(Saved entries)
::::::::

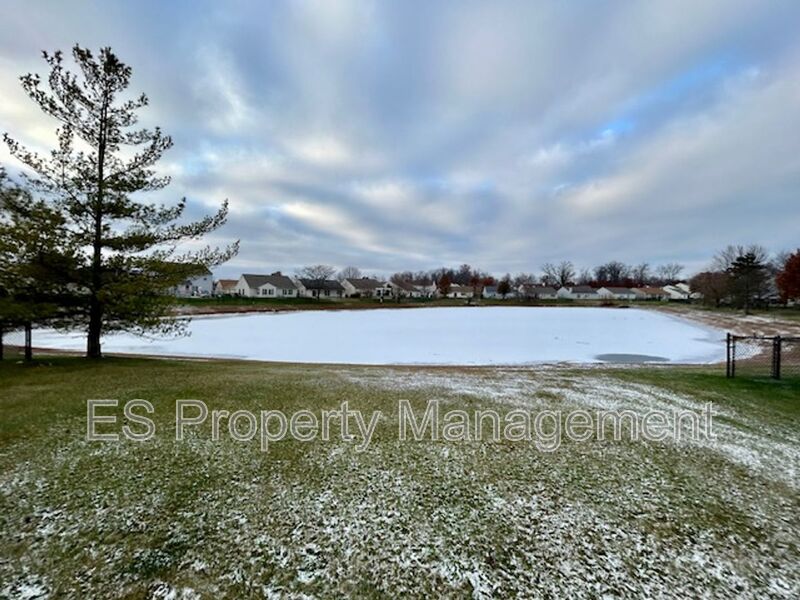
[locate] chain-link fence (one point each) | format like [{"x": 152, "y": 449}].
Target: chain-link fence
[{"x": 763, "y": 356}]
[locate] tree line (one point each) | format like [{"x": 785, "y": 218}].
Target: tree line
[
  {"x": 79, "y": 249},
  {"x": 739, "y": 276}
]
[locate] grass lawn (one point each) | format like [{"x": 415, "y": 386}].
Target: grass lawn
[{"x": 197, "y": 518}]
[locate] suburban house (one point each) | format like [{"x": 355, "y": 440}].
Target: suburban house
[
  {"x": 225, "y": 287},
  {"x": 461, "y": 291},
  {"x": 196, "y": 286},
  {"x": 578, "y": 292},
  {"x": 650, "y": 293},
  {"x": 616, "y": 293},
  {"x": 276, "y": 285},
  {"x": 361, "y": 287},
  {"x": 490, "y": 291},
  {"x": 679, "y": 291},
  {"x": 313, "y": 288},
  {"x": 405, "y": 289},
  {"x": 537, "y": 292},
  {"x": 428, "y": 290}
]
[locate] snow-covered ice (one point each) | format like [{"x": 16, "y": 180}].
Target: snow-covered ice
[{"x": 432, "y": 336}]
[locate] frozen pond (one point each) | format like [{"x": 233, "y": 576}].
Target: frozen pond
[{"x": 454, "y": 336}]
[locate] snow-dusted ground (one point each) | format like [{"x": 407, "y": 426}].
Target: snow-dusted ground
[
  {"x": 678, "y": 519},
  {"x": 444, "y": 336}
]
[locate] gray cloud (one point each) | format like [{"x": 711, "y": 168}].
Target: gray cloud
[{"x": 415, "y": 134}]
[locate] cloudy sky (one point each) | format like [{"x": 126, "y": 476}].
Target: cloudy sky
[{"x": 409, "y": 135}]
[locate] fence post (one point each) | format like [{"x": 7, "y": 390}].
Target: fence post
[
  {"x": 28, "y": 342},
  {"x": 776, "y": 357}
]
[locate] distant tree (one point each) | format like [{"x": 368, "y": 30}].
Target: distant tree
[
  {"x": 36, "y": 263},
  {"x": 611, "y": 273},
  {"x": 444, "y": 284},
  {"x": 640, "y": 274},
  {"x": 463, "y": 275},
  {"x": 747, "y": 276},
  {"x": 477, "y": 284},
  {"x": 504, "y": 287},
  {"x": 566, "y": 273},
  {"x": 724, "y": 259},
  {"x": 713, "y": 285},
  {"x": 128, "y": 258},
  {"x": 788, "y": 279},
  {"x": 316, "y": 276},
  {"x": 549, "y": 274},
  {"x": 349, "y": 273},
  {"x": 560, "y": 275},
  {"x": 669, "y": 273},
  {"x": 524, "y": 279}
]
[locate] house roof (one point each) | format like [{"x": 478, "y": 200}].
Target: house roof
[
  {"x": 282, "y": 282},
  {"x": 364, "y": 283},
  {"x": 406, "y": 285},
  {"x": 327, "y": 284},
  {"x": 582, "y": 289},
  {"x": 650, "y": 291}
]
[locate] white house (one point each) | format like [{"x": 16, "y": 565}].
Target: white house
[
  {"x": 363, "y": 287},
  {"x": 679, "y": 291},
  {"x": 578, "y": 292},
  {"x": 616, "y": 293},
  {"x": 197, "y": 286},
  {"x": 405, "y": 289},
  {"x": 537, "y": 292},
  {"x": 225, "y": 287},
  {"x": 650, "y": 293},
  {"x": 461, "y": 291},
  {"x": 312, "y": 288},
  {"x": 276, "y": 285}
]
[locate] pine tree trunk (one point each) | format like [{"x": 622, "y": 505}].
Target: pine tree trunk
[{"x": 93, "y": 349}]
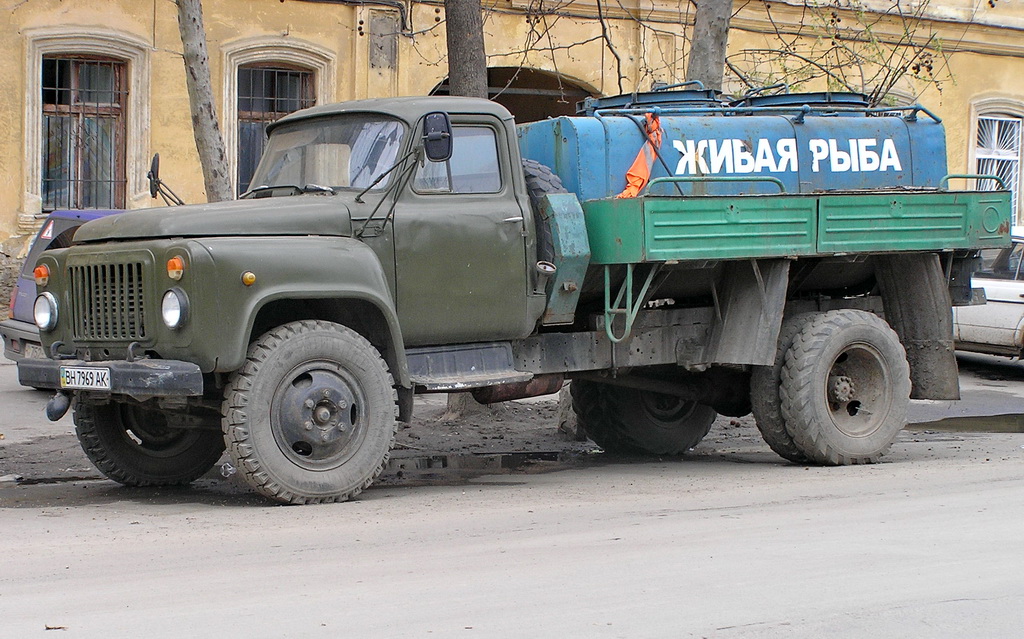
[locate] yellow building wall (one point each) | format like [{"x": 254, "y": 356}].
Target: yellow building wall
[{"x": 648, "y": 36}]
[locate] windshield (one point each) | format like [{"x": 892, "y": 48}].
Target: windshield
[{"x": 340, "y": 152}]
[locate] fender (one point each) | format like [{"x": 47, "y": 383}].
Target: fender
[{"x": 289, "y": 268}]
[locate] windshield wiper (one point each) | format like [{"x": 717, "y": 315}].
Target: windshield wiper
[
  {"x": 254, "y": 193},
  {"x": 316, "y": 188}
]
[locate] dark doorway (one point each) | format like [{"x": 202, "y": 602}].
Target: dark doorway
[{"x": 529, "y": 94}]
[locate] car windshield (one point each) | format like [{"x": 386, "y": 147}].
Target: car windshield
[{"x": 340, "y": 152}]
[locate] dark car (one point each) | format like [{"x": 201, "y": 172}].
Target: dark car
[{"x": 20, "y": 337}]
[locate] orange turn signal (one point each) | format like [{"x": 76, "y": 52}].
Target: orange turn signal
[
  {"x": 42, "y": 274},
  {"x": 175, "y": 267}
]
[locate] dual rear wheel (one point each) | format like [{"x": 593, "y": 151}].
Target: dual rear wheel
[{"x": 838, "y": 392}]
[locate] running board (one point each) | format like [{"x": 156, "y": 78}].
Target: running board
[{"x": 464, "y": 367}]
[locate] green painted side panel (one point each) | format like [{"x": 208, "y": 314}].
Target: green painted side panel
[
  {"x": 663, "y": 228},
  {"x": 615, "y": 230},
  {"x": 729, "y": 227},
  {"x": 912, "y": 221},
  {"x": 658, "y": 228},
  {"x": 564, "y": 217}
]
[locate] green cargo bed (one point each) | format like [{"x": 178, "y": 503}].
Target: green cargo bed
[{"x": 658, "y": 228}]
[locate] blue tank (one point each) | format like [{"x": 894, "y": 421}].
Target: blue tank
[{"x": 808, "y": 142}]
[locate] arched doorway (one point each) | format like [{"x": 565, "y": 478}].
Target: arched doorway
[{"x": 529, "y": 94}]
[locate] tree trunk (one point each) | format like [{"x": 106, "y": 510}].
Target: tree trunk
[
  {"x": 467, "y": 61},
  {"x": 711, "y": 37},
  {"x": 209, "y": 142}
]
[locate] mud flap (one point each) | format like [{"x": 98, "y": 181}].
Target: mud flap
[
  {"x": 919, "y": 308},
  {"x": 749, "y": 312}
]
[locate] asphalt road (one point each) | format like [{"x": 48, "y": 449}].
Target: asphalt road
[{"x": 728, "y": 542}]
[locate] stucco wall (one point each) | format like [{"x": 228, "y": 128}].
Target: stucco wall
[{"x": 648, "y": 38}]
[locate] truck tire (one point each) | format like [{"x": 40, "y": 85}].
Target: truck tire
[
  {"x": 846, "y": 387},
  {"x": 310, "y": 416},
  {"x": 766, "y": 402},
  {"x": 134, "y": 446},
  {"x": 541, "y": 181},
  {"x": 628, "y": 420}
]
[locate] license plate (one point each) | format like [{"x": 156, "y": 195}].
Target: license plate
[
  {"x": 85, "y": 378},
  {"x": 34, "y": 351}
]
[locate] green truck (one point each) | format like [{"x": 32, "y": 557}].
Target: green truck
[{"x": 796, "y": 259}]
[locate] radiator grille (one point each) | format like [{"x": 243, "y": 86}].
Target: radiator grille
[{"x": 108, "y": 301}]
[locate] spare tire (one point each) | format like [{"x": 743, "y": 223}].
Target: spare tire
[{"x": 541, "y": 181}]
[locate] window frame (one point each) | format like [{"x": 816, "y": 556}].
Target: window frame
[
  {"x": 498, "y": 158},
  {"x": 64, "y": 41},
  {"x": 269, "y": 50},
  {"x": 998, "y": 109},
  {"x": 307, "y": 98},
  {"x": 78, "y": 110}
]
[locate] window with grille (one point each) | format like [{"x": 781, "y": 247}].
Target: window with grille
[
  {"x": 997, "y": 152},
  {"x": 83, "y": 151},
  {"x": 265, "y": 94}
]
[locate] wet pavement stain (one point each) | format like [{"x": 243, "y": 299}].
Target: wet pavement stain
[
  {"x": 992, "y": 424},
  {"x": 459, "y": 468}
]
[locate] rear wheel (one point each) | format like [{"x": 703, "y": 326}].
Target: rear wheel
[
  {"x": 628, "y": 420},
  {"x": 137, "y": 446},
  {"x": 310, "y": 417},
  {"x": 766, "y": 403},
  {"x": 846, "y": 387}
]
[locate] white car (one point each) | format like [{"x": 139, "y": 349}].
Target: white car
[{"x": 995, "y": 328}]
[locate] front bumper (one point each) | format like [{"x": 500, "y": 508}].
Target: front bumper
[
  {"x": 141, "y": 379},
  {"x": 20, "y": 339}
]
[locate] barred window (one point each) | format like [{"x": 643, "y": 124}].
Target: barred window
[
  {"x": 265, "y": 94},
  {"x": 997, "y": 152},
  {"x": 83, "y": 152}
]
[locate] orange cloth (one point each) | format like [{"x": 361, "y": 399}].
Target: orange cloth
[{"x": 639, "y": 173}]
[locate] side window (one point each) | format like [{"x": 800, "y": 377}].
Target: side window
[
  {"x": 265, "y": 94},
  {"x": 83, "y": 151},
  {"x": 1004, "y": 263},
  {"x": 472, "y": 169}
]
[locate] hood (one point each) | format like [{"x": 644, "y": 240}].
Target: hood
[{"x": 293, "y": 215}]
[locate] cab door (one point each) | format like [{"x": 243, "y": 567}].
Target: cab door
[{"x": 460, "y": 244}]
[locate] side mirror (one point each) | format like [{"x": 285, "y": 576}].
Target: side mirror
[
  {"x": 158, "y": 187},
  {"x": 437, "y": 136},
  {"x": 154, "y": 176}
]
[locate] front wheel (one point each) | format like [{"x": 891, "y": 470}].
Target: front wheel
[
  {"x": 138, "y": 446},
  {"x": 845, "y": 388},
  {"x": 310, "y": 417},
  {"x": 628, "y": 420}
]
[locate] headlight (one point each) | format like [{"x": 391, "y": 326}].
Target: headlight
[
  {"x": 174, "y": 308},
  {"x": 44, "y": 311}
]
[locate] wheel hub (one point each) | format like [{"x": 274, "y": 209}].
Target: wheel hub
[
  {"x": 316, "y": 417},
  {"x": 841, "y": 389}
]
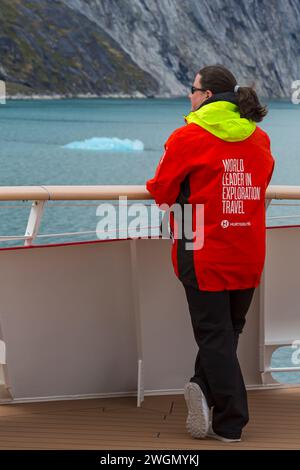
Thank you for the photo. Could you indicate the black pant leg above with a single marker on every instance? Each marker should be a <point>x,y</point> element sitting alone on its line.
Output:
<point>218,364</point>
<point>240,301</point>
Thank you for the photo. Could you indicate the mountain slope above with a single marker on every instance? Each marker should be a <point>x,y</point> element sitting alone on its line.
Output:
<point>48,48</point>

::::::::

Return all lines in the entries above that carry the word "every".

Thank you for the photo. Could you indicate the black pant leg above with a single marker on every instance? Each marker should be a <point>x,y</point> element sitting alone on its line.
Thank you for the photo. Could you indicate the mountain slope above with a single marker on every instance? Each marker should be a <point>x,y</point> element sitting alone on its line.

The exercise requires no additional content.